The task: Repeat everything in the records from the line that contains "Indicate each instance of the pumpkin ridged" down to the line that contains "[(266, 63)]", both lines included.

Records shown:
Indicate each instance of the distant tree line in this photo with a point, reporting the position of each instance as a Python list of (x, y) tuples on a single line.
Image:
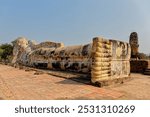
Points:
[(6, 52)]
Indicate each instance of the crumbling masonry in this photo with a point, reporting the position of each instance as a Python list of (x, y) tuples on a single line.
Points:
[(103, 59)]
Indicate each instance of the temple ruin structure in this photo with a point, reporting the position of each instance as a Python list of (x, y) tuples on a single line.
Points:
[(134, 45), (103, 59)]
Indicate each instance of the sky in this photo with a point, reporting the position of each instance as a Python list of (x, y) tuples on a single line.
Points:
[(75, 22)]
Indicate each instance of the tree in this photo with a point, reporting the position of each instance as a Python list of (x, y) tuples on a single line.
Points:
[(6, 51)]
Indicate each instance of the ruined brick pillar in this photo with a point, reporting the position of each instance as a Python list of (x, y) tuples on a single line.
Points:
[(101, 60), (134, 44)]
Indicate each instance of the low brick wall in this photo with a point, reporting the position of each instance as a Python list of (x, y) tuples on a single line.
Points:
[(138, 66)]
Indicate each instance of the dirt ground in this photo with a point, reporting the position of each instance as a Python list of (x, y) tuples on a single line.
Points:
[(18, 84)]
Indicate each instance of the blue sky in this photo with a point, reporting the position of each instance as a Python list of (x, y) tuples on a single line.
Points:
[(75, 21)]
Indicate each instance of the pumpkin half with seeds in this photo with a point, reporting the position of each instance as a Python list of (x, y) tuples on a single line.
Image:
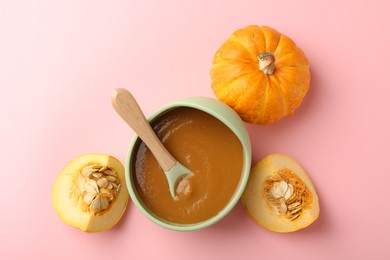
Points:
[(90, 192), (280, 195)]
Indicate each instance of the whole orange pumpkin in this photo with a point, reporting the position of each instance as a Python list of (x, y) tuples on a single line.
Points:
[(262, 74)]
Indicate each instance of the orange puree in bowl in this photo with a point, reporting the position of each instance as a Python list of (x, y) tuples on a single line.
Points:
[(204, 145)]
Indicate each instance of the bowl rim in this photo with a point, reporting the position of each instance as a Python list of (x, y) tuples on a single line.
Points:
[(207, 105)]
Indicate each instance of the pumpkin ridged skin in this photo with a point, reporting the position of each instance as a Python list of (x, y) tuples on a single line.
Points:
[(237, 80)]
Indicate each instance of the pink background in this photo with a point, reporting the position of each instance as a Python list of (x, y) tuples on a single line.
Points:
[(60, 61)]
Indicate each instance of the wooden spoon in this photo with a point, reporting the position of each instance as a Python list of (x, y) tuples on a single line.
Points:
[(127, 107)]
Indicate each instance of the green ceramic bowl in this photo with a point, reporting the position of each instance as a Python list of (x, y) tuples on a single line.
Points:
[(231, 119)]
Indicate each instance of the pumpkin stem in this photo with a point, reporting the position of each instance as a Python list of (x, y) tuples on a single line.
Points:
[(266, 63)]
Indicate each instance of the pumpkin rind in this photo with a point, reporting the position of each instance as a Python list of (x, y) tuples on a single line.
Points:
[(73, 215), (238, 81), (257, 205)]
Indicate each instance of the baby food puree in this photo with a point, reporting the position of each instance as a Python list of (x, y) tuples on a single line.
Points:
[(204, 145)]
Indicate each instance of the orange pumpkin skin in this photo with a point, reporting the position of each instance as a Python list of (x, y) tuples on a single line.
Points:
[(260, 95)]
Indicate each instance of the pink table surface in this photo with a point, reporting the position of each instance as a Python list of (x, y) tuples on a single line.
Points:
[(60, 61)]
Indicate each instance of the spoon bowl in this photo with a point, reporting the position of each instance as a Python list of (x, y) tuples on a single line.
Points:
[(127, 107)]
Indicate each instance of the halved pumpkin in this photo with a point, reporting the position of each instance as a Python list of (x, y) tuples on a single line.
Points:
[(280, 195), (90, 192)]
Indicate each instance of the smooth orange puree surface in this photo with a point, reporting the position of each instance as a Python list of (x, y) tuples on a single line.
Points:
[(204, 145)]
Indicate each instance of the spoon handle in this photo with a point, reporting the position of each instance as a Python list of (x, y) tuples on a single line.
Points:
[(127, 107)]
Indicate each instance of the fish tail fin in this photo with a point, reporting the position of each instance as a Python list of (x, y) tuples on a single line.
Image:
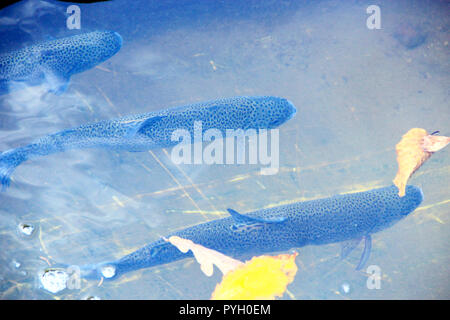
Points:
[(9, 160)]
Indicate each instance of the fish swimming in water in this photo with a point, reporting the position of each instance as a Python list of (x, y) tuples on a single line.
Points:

--

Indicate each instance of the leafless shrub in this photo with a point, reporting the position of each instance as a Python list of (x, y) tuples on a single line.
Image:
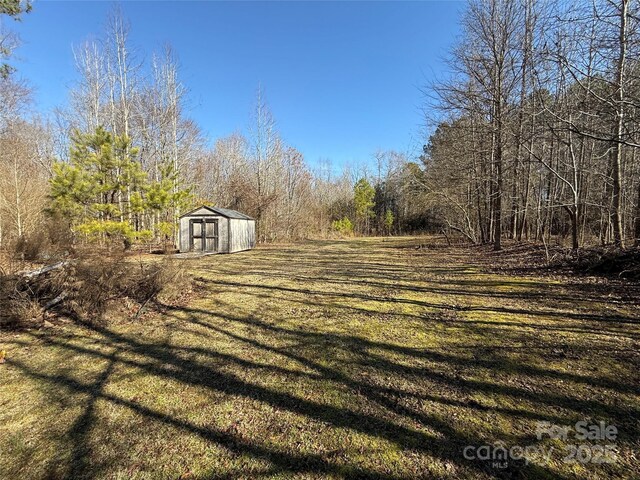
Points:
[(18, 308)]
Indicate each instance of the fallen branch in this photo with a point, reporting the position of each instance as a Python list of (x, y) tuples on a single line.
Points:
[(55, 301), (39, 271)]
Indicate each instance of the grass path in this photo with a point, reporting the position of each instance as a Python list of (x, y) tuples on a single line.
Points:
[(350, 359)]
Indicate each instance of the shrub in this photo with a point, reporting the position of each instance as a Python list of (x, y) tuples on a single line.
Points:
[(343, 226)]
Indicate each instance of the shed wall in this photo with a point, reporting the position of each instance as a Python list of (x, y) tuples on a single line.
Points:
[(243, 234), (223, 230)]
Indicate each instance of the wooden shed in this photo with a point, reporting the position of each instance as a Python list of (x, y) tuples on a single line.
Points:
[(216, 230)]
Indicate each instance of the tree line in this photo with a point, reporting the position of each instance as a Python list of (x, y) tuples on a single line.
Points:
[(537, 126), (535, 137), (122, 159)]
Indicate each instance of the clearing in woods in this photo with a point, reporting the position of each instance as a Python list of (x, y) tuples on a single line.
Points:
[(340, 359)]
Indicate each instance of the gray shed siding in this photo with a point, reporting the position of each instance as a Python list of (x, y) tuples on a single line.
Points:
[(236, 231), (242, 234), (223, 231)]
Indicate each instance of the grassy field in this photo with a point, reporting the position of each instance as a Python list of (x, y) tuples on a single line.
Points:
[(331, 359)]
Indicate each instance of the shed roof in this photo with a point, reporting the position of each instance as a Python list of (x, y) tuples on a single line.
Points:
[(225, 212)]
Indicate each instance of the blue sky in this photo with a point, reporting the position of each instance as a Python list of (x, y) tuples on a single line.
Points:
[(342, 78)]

Worked solution:
Indicate each instance of the pumpkin ridged skin in this photo with a point, reporting the position of each instance as a Python list of (x, y) tuples on a single line.
Points:
[(237, 80)]
Indicate each instance of the pink background in this photo with a point, reporting the position of each instance as a Python list of (x, y) tuples on a single line.
Points:
[(60, 61)]
Indicate each instance of the wooden spoon in this photo with a point, reporting the position of each instance as a Python list of (x, y) tuples on a single line.
Points:
[(127, 107)]
Indicate each instance of the green ceramic bowl in this photo with a point, reporting the position of each instance as a Python list of (x, y) tuples on a single line.
Points:
[(231, 119)]
Indicate each instance of the pumpkin stem in this photo with a point, reporting the position of each instance as a Python list of (x, y) tuples on a single line.
Points:
[(266, 63)]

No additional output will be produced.